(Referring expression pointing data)

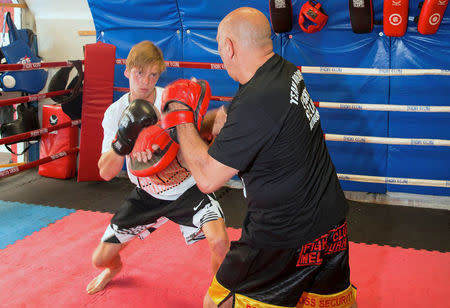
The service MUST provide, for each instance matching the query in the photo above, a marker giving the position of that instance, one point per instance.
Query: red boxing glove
(431, 16)
(194, 95)
(161, 158)
(312, 17)
(395, 17)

# WORK ITEM:
Since only the text is wanted, repeat all the records above exactly and omit the pictures.

# ANSWER TO THIS TASK:
The service MUST provide, for each instance matching the query in the photo above, a marker giving the position of that instance, one point per instance.
Query: red boxing glove
(431, 16)
(194, 95)
(161, 158)
(312, 17)
(395, 17)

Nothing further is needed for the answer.